----- Record set

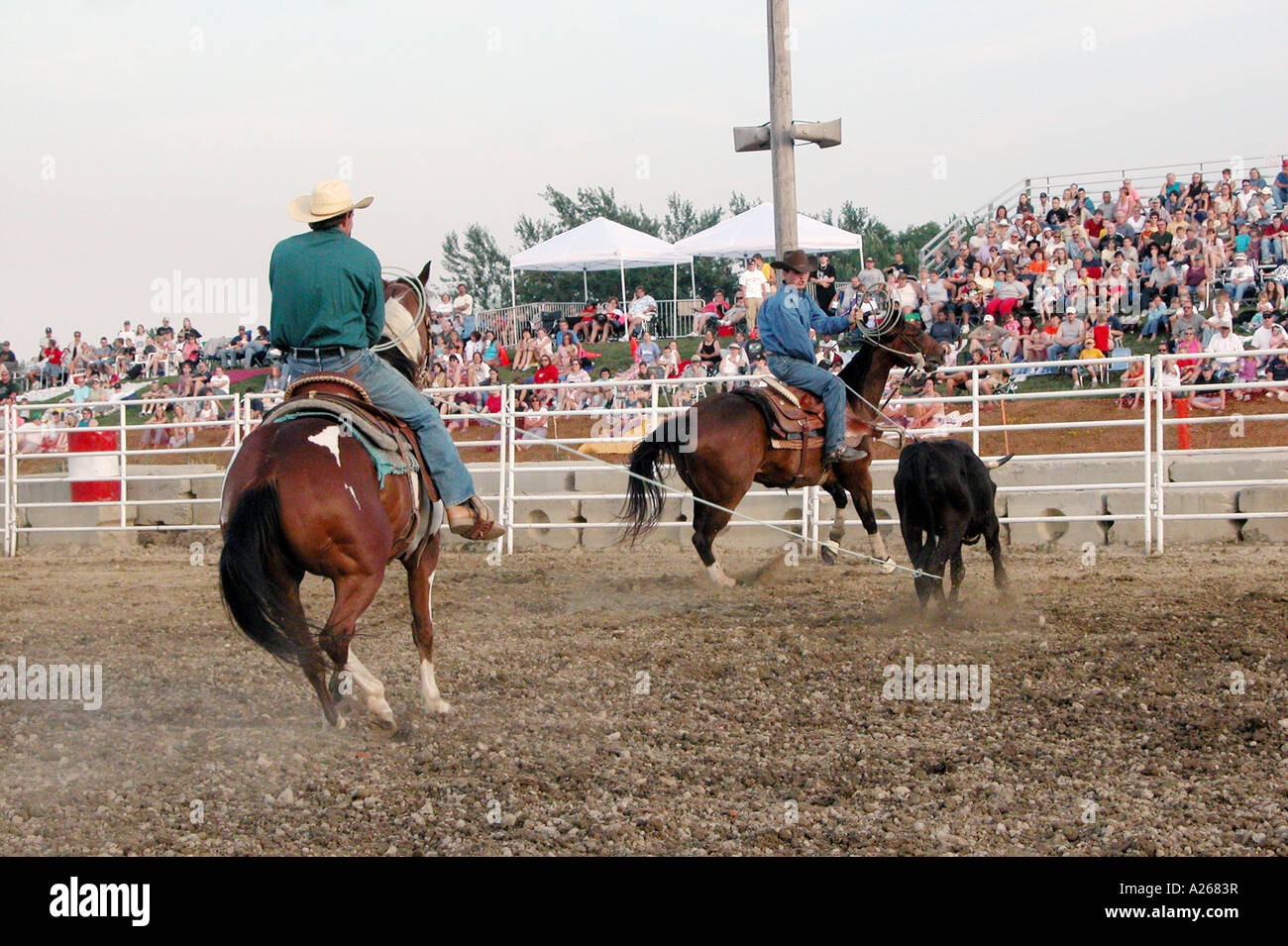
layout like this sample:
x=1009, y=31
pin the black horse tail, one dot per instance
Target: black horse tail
x=246, y=564
x=644, y=489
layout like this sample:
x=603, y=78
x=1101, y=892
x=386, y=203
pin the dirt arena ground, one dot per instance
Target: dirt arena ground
x=760, y=726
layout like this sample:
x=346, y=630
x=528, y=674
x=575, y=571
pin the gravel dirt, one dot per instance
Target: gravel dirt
x=617, y=703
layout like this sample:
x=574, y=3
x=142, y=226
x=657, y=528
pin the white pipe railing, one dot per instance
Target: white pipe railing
x=651, y=402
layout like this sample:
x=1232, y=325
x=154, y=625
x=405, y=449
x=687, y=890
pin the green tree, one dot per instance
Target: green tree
x=477, y=259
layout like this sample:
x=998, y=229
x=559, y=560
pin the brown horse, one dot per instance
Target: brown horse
x=724, y=444
x=299, y=497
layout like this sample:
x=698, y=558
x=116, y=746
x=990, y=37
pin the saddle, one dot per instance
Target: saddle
x=798, y=416
x=390, y=443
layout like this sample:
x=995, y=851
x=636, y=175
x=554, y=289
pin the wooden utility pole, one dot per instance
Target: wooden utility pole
x=781, y=134
x=782, y=146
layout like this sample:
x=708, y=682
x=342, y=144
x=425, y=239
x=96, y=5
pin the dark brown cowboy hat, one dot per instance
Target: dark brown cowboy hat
x=797, y=261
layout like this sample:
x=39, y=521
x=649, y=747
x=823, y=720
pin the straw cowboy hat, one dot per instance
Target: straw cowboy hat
x=797, y=261
x=329, y=198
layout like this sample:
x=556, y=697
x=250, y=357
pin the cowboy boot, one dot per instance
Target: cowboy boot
x=473, y=520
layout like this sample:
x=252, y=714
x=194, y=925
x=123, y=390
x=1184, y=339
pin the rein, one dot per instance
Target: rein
x=402, y=275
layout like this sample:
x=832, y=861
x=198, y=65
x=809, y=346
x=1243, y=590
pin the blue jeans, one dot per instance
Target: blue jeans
x=1237, y=289
x=824, y=383
x=253, y=349
x=1153, y=322
x=398, y=395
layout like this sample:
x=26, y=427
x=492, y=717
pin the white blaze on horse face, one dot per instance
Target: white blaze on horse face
x=329, y=438
x=434, y=703
x=372, y=687
x=398, y=323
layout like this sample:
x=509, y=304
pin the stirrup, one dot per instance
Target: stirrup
x=478, y=524
x=844, y=455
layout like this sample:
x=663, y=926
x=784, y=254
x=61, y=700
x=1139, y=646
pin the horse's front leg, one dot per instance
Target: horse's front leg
x=858, y=480
x=420, y=585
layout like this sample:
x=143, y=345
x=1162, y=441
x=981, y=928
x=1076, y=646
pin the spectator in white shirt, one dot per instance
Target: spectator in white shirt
x=640, y=310
x=752, y=282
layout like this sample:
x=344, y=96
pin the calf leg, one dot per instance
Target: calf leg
x=958, y=572
x=707, y=523
x=837, y=530
x=993, y=542
x=918, y=554
x=858, y=480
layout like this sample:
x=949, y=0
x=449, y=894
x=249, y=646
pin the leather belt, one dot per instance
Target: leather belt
x=331, y=352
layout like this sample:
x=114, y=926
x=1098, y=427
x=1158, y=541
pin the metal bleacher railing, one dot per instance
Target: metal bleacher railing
x=1146, y=179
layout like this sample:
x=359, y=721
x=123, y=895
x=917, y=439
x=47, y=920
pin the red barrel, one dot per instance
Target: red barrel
x=94, y=478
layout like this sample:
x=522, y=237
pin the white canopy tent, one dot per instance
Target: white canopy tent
x=596, y=246
x=752, y=232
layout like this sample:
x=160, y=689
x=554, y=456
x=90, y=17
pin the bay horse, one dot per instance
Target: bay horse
x=300, y=497
x=724, y=444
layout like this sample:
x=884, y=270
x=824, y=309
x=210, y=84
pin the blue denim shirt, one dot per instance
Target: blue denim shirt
x=786, y=318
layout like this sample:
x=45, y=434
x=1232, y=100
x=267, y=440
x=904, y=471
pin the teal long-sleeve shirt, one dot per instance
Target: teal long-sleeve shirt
x=326, y=291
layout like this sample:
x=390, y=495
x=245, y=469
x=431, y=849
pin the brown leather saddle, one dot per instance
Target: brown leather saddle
x=330, y=391
x=353, y=394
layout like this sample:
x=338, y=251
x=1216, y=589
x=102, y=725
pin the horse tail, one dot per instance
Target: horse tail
x=644, y=489
x=250, y=555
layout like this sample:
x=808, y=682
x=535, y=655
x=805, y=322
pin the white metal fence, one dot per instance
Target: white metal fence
x=103, y=476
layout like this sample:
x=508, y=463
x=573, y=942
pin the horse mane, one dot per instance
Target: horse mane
x=858, y=367
x=760, y=400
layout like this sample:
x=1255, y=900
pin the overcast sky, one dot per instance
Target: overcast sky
x=142, y=139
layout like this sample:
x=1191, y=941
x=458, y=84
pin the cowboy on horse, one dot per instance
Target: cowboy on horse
x=327, y=313
x=786, y=319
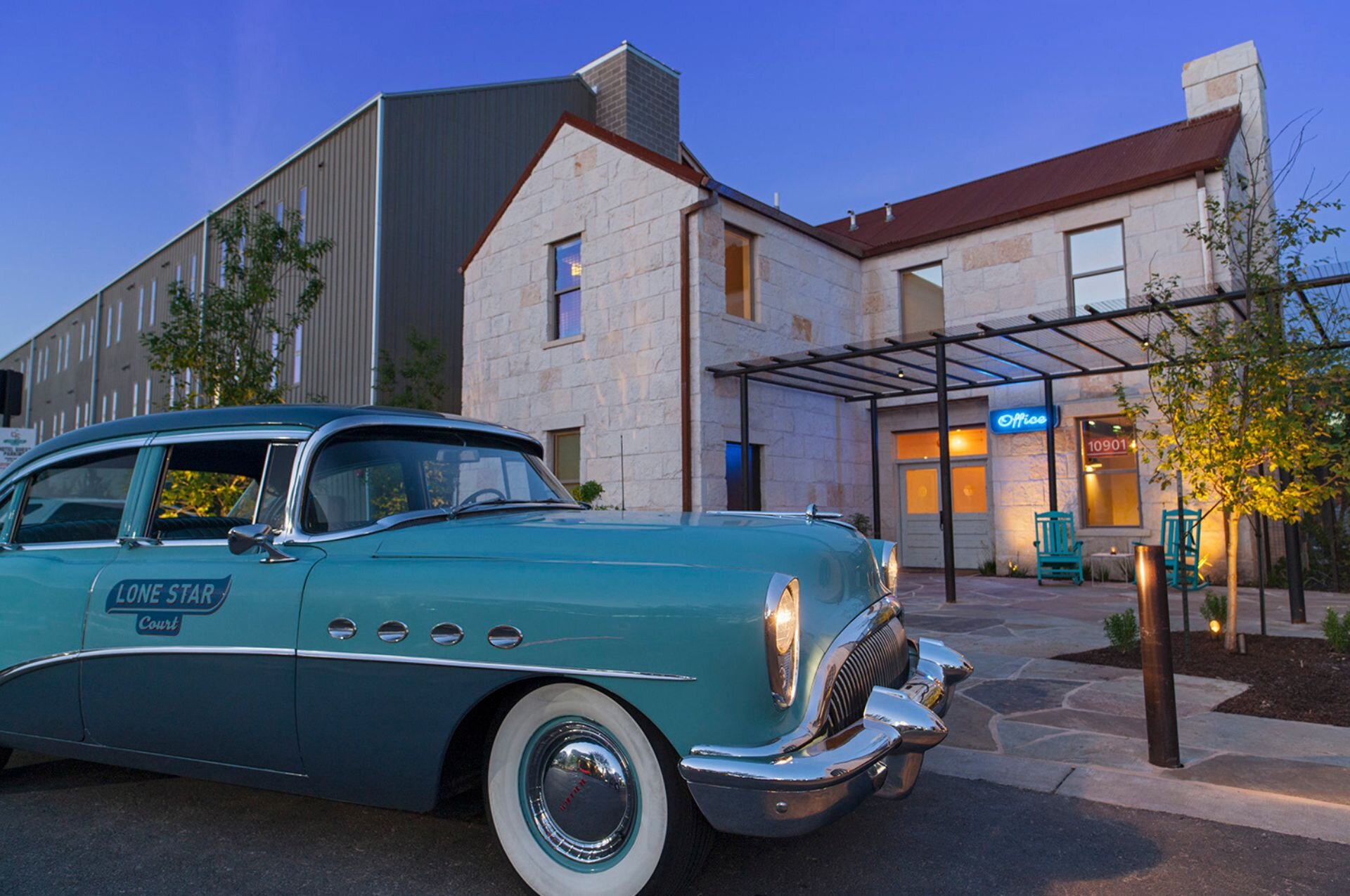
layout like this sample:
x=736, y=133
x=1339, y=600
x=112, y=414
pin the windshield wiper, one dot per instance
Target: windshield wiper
x=501, y=502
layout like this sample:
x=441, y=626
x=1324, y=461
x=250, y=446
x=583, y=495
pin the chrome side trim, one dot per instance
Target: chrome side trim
x=33, y=665
x=508, y=667
x=255, y=434
x=56, y=659
x=823, y=683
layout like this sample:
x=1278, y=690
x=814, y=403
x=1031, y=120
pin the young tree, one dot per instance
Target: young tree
x=1245, y=400
x=229, y=342
x=420, y=381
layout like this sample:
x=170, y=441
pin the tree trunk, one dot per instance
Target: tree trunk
x=1230, y=629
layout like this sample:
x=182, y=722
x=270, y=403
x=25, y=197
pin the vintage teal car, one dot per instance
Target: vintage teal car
x=387, y=606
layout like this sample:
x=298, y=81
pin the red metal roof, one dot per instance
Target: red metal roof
x=1134, y=162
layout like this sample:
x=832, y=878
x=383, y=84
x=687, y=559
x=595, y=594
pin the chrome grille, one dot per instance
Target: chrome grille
x=879, y=659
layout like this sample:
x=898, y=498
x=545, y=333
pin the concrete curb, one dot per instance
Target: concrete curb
x=1156, y=793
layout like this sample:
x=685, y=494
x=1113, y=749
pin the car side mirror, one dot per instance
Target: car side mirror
x=258, y=535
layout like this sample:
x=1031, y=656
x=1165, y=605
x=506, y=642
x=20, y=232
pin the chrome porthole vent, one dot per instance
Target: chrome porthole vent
x=447, y=635
x=581, y=795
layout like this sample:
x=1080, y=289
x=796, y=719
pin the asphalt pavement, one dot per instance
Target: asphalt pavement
x=77, y=828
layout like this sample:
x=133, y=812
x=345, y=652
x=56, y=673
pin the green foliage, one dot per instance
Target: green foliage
x=231, y=340
x=1214, y=608
x=1122, y=630
x=589, y=491
x=420, y=381
x=1337, y=630
x=1248, y=408
x=191, y=493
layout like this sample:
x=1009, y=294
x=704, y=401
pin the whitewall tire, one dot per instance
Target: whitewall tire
x=585, y=798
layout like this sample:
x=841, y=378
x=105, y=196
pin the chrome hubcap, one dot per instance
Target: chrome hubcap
x=579, y=793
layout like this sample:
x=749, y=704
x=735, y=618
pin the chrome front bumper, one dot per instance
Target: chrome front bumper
x=799, y=791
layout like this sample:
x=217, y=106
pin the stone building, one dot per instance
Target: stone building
x=615, y=275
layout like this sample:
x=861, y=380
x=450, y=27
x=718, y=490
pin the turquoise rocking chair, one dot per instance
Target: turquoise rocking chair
x=1187, y=550
x=1059, y=554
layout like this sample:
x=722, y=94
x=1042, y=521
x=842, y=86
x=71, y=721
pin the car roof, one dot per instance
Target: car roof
x=292, y=416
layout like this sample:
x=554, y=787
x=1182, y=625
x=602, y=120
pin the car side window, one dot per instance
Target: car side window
x=362, y=478
x=208, y=489
x=79, y=500
x=6, y=500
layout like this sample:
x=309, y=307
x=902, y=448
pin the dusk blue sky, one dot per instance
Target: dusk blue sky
x=124, y=122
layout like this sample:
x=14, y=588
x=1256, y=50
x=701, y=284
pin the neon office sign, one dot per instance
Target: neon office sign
x=1012, y=420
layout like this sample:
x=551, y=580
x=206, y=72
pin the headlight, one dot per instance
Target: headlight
x=782, y=637
x=892, y=573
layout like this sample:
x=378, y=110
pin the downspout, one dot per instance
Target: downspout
x=374, y=287
x=686, y=398
x=94, y=358
x=27, y=384
x=1206, y=255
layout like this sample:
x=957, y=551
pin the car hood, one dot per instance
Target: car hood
x=832, y=560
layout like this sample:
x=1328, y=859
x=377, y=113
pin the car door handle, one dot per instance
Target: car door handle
x=139, y=541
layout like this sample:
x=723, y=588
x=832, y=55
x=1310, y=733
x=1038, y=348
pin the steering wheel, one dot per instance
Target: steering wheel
x=472, y=498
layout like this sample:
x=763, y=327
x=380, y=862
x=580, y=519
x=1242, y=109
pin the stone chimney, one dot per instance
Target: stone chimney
x=636, y=96
x=1226, y=79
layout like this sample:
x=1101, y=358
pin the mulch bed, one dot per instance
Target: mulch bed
x=1297, y=679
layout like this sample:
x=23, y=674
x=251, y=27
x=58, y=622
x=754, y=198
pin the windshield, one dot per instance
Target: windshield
x=364, y=476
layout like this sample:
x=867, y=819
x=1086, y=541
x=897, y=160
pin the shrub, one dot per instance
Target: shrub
x=1122, y=630
x=589, y=491
x=1337, y=630
x=1214, y=608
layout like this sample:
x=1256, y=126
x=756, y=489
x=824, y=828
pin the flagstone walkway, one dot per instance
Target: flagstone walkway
x=1076, y=729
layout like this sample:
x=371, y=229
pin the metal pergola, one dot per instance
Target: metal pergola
x=1109, y=338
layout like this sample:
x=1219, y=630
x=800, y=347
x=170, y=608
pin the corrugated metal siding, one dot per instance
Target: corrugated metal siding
x=449, y=161
x=57, y=385
x=123, y=365
x=339, y=178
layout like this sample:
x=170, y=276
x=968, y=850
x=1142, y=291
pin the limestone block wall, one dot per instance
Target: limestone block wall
x=622, y=375
x=806, y=296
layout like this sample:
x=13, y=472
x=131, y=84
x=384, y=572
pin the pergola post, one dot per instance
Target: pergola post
x=1294, y=561
x=745, y=443
x=944, y=453
x=1049, y=444
x=877, y=474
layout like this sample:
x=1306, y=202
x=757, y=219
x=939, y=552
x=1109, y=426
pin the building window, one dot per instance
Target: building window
x=963, y=441
x=740, y=274
x=921, y=301
x=735, y=485
x=566, y=448
x=1110, y=473
x=567, y=289
x=1097, y=266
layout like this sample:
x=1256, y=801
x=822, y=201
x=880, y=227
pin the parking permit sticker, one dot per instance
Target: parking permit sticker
x=161, y=604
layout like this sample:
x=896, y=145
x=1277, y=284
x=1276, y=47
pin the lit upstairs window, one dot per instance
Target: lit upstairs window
x=567, y=289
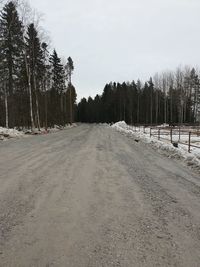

----------

[Challenge] Reproduce the rows exactly, starting at the beginning of the rows and ending at the line that contains "x=844, y=455", with both of those ends included. Leave the pictures out of your output.

[Response to this exercise]
layout like this sample:
x=1009, y=31
pin the black horse tail, one dot per instance
Target: black horse tail
x=246, y=564
x=644, y=489
layout like this sample:
x=603, y=78
x=1101, y=892
x=386, y=203
pin the dirt arena ground, one dot per instance
Target: dirt arena ground
x=760, y=726
layout like this sample:
x=346, y=630
x=528, y=674
x=575, y=571
pin the gravel dirt, one dot per instance
Target: gravel dirt
x=617, y=703
layout like this sample:
x=574, y=3
x=142, y=226
x=657, y=528
pin the white pipe railing, one dot per instance
Target: white pipe railing
x=651, y=402
layout like this sample:
x=1232, y=325
x=154, y=625
x=405, y=449
x=687, y=890
pin the green tree, one dot per instance
Target: green tree
x=477, y=259
layout like this sample:
x=998, y=229
x=559, y=560
pin the brown horse, one dot per instance
Target: brown horse
x=724, y=444
x=299, y=497
layout like this sample:
x=698, y=558
x=116, y=746
x=990, y=37
pin the saddle, one dot per instance
Target: saddle
x=798, y=416
x=390, y=443
layout like this sample:
x=995, y=851
x=636, y=175
x=554, y=289
pin the wooden utility pole, one dot per instance
Target: wooden utility pole
x=781, y=134
x=782, y=146
layout like this sample:
x=708, y=682
x=342, y=144
x=425, y=239
x=96, y=5
pin the dark brown cowboy hat, one dot per instance
Target: dark brown cowboy hat
x=797, y=261
layout like this sample:
x=39, y=521
x=649, y=747
x=823, y=720
pin the straw cowboy hat, one dot per instance
Target: straw cowboy hat
x=797, y=261
x=329, y=198
layout like this sample:
x=556, y=697
x=250, y=357
pin the cowboy boot, one dot per instance
Target: cowboy boot
x=473, y=520
layout like this sample:
x=252, y=714
x=194, y=925
x=123, y=390
x=1184, y=339
pin the rein, one dot per instance
Target: rein
x=402, y=275
layout like this sample:
x=832, y=861
x=198, y=65
x=809, y=346
x=1243, y=590
pin the blue jeans, one dot per instance
Target: blue jeans
x=1237, y=289
x=824, y=383
x=253, y=349
x=1153, y=322
x=398, y=395
layout like this sample:
x=26, y=427
x=492, y=717
pin the white blaze on horse face, one dot per instance
Target: white blaze on horse face
x=329, y=438
x=434, y=703
x=372, y=687
x=398, y=323
layout like this sample:
x=509, y=304
pin the stirrup, one dot per instance
Target: stirrup
x=478, y=524
x=844, y=455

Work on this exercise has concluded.